- [GIVEN PROBLEM]: Copy every line of the material below exactly, from the line containing "point_to reports the position of each instance of the beak" down to the line containing "column 145, row 143", with both of those lines included.

┌──

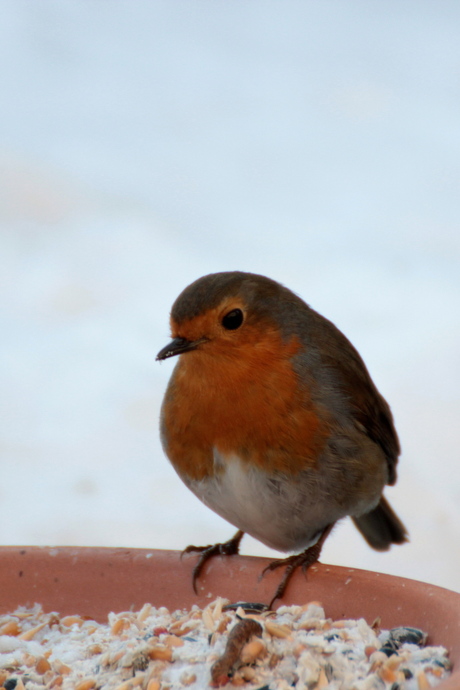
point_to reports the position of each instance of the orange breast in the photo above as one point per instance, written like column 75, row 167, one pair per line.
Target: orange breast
column 242, row 401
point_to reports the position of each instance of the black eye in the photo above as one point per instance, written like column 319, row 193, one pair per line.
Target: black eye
column 233, row 320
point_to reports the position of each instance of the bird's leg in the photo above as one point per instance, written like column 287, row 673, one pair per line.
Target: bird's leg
column 228, row 548
column 304, row 559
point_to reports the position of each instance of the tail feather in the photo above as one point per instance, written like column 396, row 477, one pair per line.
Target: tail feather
column 381, row 527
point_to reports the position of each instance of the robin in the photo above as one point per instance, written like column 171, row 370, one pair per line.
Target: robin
column 273, row 421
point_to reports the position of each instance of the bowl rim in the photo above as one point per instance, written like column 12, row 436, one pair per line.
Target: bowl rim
column 93, row 581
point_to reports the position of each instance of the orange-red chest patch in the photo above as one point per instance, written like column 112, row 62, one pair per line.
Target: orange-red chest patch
column 244, row 402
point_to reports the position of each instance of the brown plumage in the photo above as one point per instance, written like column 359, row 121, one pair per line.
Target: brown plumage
column 272, row 420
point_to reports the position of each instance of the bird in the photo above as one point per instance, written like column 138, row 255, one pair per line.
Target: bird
column 272, row 420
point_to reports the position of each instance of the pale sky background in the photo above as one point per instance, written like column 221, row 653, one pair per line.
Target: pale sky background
column 144, row 144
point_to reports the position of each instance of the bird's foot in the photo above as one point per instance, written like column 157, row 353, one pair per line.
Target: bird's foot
column 305, row 559
column 227, row 548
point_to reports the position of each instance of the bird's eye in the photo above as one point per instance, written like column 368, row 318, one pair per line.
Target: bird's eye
column 233, row 320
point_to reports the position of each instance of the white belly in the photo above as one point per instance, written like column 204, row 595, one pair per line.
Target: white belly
column 284, row 515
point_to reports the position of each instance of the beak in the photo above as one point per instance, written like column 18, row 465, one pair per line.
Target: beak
column 177, row 347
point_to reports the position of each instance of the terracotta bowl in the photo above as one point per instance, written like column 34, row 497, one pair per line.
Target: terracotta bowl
column 94, row 581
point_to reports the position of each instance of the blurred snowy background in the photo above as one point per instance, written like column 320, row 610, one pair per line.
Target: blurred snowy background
column 145, row 143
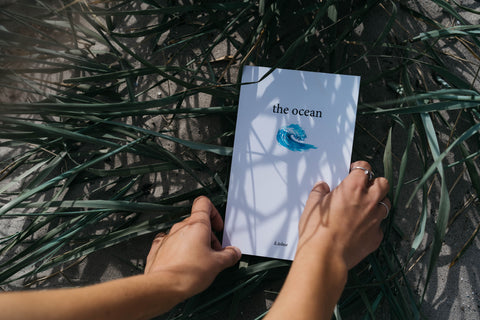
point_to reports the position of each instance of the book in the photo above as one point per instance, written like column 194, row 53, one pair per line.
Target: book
column 294, row 128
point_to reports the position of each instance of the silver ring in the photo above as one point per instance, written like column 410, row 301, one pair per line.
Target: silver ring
column 369, row 173
column 386, row 208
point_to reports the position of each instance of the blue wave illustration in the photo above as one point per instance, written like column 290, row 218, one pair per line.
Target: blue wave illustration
column 292, row 137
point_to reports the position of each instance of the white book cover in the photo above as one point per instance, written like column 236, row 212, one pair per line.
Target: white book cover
column 294, row 128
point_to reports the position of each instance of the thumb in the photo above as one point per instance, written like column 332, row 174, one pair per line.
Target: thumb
column 227, row 257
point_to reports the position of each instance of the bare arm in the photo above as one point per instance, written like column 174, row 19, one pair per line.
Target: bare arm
column 179, row 265
column 337, row 230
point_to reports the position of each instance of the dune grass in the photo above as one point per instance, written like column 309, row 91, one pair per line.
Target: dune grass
column 115, row 115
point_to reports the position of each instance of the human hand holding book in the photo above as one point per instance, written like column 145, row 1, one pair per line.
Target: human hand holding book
column 337, row 230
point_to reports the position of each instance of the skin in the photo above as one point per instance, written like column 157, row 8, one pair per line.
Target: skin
column 337, row 230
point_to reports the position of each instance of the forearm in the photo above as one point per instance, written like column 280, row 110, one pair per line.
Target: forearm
column 138, row 297
column 313, row 286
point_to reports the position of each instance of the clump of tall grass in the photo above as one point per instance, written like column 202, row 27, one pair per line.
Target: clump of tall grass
column 116, row 114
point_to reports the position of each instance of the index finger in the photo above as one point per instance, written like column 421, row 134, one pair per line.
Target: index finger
column 203, row 205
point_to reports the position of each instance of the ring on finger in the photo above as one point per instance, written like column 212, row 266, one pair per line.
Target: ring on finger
column 386, row 208
column 369, row 173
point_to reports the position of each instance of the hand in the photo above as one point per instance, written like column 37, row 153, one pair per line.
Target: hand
column 191, row 250
column 346, row 219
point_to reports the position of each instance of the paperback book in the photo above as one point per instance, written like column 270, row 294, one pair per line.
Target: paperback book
column 294, row 128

└──

- [ANSWER BELOW]:
point_to reports the position of each instance of the beak in the photo above as one point per instance, written like column 18, row 465, one pair per line.
Target: beak
column 177, row 347
point_to reports the position of each instance of the terracotta bowl in the photo above as one point per instance, written like column 34, row 497, one pair per line.
Target: terracotta bowl
column 94, row 581
point_to reports the position of each instance of the blurred snowy background in the photo above as one point per instance, written like column 320, row 610, one pair per line.
Target: blurred snowy background
column 145, row 143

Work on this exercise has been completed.